▶ **Extrait**:
◇ ◇ ◇ ◇ ◇
Lynk a affirmé qu’Israël, en tant que puissance occupante, est obligé par les lois internationales de garantir des services élémentaires et des infrastructures de santé au profit des Palestiniens.

En lieu et place, Israël a réduit les capacités du système de santé de Gaza et a interdit l’entrée dans le territoire de fournitures vitales.

Depuis 13 ans, Israël impose un siège aux deux millions d’habitants de Gaza et il contrôle le passage des marchandises qui entrent dans le territoire et de celles qui en sortent.

Israël interdit l’importation à Gaza d’une longue liste de produits prétendument « à double usage », dont il prétend qu’ils pourraient également servir à des fins militaires.

Parmi ces produits, des fournitures médicales comme la glycérine et le peroxyde d’hydrogène (H2O2, c’est-à-dire de l’eau oxygénée, NdT), utilisé comme désinfectant.

Gisha, une association israélienne de défense des droits, appelle Israël a suspendre son blocus contre Gaza et à y autoriser l’entrée de tous les produits nécessaires.

Gisha a déclaré que

« la bande de Gaza connaissait une pénurie grave de ventilateurs, de lits USI (prévus pour les unités de soins intensifs), de médicaments et d’équipements de protections, au cas où l’épidémie s’aggraverait encore ».

L’association a ajouté que la bande de Gaza n’était pas équipée pour affronter la pandémie, du fait que ses infrastructures sont « inédaquates, même en temps  »normal » ».

« Le système des soins de santé de Gaza était déjà en train de s’effondrer même avant la pandémie », a déclaré le rapporteur spécial de l’ONU, Lynk.

« Ses stocks de médicaments essentiels sont chroniquement bas. Ses sources naturelles d’eau potable sont grandement contaminées. »

Il a encore fait remarquer que la population de Gaza était déjà plus vulnérable,

« du fait de la malnutrition à la hausse, des maladies non contagieuses mal contrôlées, de la grande promiscuité, des conditions de logement et du fait également que la population plus âgée n’a pas accès à des soins adéquats et qu’en outre le tabagisme est très élevé ».

Medical Aid for Palestinians, une ONG américaine, a également mis en garde contre le fait qu’une épidémie dans l’enclave côtière pourrait être « catastrophique ».

Le coordinateur humanitaire des Nations unies, Jamie McGoldrick, a libéré un fonds d’urgence de 1 million de USD pour préparer la Cisjordanie occupée et la bande de Gaza en état de siège à une épidémie et il a lancé un appel pour que soient recueillis davantage de fonds encore.

Les prisonniers menacent d’une grève de la faim

Pendant ce temps, les Palestiniens détenus dans les prisons israéliennes menacent d’entamer une grève de la faim début avril pour protester contre les mesures prises par les Services pénitentiaires israéliens (IPS) et qui sont susceptibles de les exposer au virus.

On raconte que les gardiens israéliens font irruption dans les cellules des prisons sans masques ni équipements de protection, soumettant ainsi les détenus à des risques de santé, vu la propagation rapide du virus. Les autorités carcérales ont également interdit les visites des familles et des avocats.
◇ ◇ ◇ ◇ ◇
▶ **Données**:
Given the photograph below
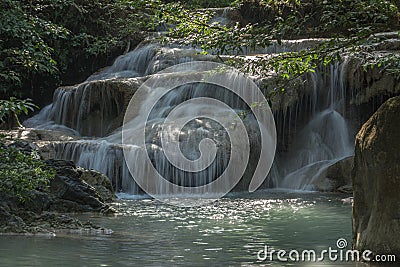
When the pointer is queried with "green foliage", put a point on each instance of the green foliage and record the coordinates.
(22, 172)
(347, 24)
(15, 107)
(40, 40)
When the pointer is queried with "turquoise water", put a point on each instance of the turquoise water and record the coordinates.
(228, 232)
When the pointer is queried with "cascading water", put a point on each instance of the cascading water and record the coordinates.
(95, 108)
(325, 139)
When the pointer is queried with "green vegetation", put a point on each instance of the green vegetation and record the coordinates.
(45, 43)
(21, 172)
(15, 107)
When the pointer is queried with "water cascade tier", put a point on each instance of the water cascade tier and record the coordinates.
(312, 120)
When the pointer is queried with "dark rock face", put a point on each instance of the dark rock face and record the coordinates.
(68, 193)
(339, 174)
(376, 182)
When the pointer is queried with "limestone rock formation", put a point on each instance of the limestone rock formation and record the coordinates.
(376, 182)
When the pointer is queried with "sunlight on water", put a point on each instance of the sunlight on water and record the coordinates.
(229, 231)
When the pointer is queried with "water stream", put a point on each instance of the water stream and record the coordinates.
(229, 232)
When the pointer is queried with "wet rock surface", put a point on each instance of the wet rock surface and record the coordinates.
(376, 182)
(72, 190)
◇ ◇ ◇ ◇ ◇
▶ **Questions d'étude**:
1 > Modifiez le passage de l'extrait qui commence par « Gisha a déclaré » et se termine par « de l’ONU, Lynk. » en y remplaçant « ventilateurs » par « respirateurs ».
2 > D'après l'extrait, répondez brièvement :
(a) Depuis combien d'années Israël impose-t-il un siège aux habitants de Gaza ?
(b) Quel est le montant du fonds d'urgence libéré par Jamie McGoldrick ?
(c) À quel moment les détenus palestiniens menacent-ils d'entamer une grève de la faim ?

▶ **Corrigé des exercices**:
1 >
Gisha a déclaré que

« la bande de Gaza connaissait une pénurie grave de respirateurs, de lits USI (prévus pour les unités de soins intensifs), de médicaments et d’équipements de protections, au cas où l’épidémie s’aggraverait encore ».

L’association a ajouté que la bande de Gaza n’était pas équipée pour affronter la pandémie, du fait que ses infrastructures sont « inédaquates, même en temps  »normal » ».

« Le système des soins de santé de Gaza était déjà en train de s’effondrer même avant la pandémie », a déclaré le rapporteur spécial de l’ONU, Lynk.

2 >
(a) Depuis 13 ans.
(b) 1 million de USD.
(c) Début avril.